- WORK TO COMPLETE: Reproduce the part of the rows that opens with the line containing "Note to the class: find the rope around" and runs through the end of the rows, keeping every request line, and offset each coordinate in the answers by adding 58 to it. Leave the rest of the rows out.

[Named object pointing entries]
##############################

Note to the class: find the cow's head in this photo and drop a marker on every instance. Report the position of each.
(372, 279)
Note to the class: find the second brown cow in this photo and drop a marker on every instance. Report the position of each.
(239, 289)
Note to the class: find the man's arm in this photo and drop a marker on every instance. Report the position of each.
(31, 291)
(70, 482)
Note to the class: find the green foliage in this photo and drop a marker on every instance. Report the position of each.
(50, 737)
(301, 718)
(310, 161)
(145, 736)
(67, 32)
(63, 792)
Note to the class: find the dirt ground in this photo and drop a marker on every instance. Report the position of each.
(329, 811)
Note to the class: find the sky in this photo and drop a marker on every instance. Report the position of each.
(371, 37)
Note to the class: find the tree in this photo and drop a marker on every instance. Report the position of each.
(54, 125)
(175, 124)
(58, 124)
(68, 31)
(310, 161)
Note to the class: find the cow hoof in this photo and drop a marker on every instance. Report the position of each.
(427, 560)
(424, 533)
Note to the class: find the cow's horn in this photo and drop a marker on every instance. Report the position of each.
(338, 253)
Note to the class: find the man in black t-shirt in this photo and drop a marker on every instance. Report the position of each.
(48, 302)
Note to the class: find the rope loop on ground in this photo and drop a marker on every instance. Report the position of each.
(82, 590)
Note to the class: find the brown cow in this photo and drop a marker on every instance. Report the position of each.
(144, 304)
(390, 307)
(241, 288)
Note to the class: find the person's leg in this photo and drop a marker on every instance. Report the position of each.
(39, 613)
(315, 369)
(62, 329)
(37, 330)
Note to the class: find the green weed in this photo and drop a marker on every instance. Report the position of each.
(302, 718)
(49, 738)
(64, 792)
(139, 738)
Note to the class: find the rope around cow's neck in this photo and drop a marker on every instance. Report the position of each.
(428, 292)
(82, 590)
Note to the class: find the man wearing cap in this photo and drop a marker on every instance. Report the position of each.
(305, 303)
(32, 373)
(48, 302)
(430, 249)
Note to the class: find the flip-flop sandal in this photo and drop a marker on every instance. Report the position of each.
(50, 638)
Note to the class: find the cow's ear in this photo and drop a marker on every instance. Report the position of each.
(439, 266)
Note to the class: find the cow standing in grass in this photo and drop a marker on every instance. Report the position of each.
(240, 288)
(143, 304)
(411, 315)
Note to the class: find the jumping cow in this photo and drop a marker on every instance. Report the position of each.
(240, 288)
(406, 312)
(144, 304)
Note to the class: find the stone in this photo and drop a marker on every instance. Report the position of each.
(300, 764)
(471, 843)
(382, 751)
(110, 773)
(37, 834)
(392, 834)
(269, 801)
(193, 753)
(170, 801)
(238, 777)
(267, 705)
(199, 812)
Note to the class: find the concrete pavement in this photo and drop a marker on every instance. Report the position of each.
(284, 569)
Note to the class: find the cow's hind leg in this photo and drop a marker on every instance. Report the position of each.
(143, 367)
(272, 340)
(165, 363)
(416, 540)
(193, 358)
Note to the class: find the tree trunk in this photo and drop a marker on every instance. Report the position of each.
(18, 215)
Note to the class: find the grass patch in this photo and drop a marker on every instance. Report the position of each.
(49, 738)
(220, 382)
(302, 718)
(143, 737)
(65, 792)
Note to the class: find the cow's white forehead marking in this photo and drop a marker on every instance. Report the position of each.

##############################

- ANSWER TO THE TASK:
Note to the class: find the rope around cow's neck in this photo and drop a marker on every instance. Report the position of each.
(486, 350)
(140, 648)
Note to the class: find the man wearing cap in this photo and drop a marker on every instance. Report the position of each.
(363, 361)
(90, 431)
(106, 360)
(488, 307)
Note to the class: find the flip-flop sandal in this photo and drop a marker on every instance. Report the position of each.
(108, 696)
Note to the class: find the cow's ear in this photo and drop a marker on every instance. Report the position of each.
(497, 324)
Note to the class: find the cow standing in grass in this photo and drop a marker on every instance. Report the position of each.
(298, 346)
(201, 362)
(469, 373)
Note to the class: find the jumping cow in this photo and drop a marker on every instance. Report the position of each.
(298, 346)
(464, 370)
(202, 362)
Note to the class: find the stone in this photo and drop a marker on every instance. Report the position of each.
(358, 822)
(529, 901)
(440, 809)
(168, 831)
(95, 892)
(450, 892)
(327, 859)
(251, 811)
(228, 859)
(296, 835)
(325, 763)
(257, 870)
Note to the class: find the concrete pavement in this photo and drop a marker on every instance. Report the position of each.
(342, 627)
Note to the class: find the cow's hind leg in this photo and drop a marker on every instance. Report the position of each.
(201, 425)
(330, 398)
(223, 421)
(474, 598)
(251, 416)
Note to the class: find the tree trunk in this photo and drop a marker on every instance. Report the position of each.
(76, 273)
Note to the class: find the grass patch in this photo and drop a marker on every instance. Report the position of each.
(107, 796)
(278, 440)
(360, 776)
(201, 795)
(123, 850)
Note to the class: find the cow's white forehead marking in this photo and drop a marker on every instance. Report the position of each.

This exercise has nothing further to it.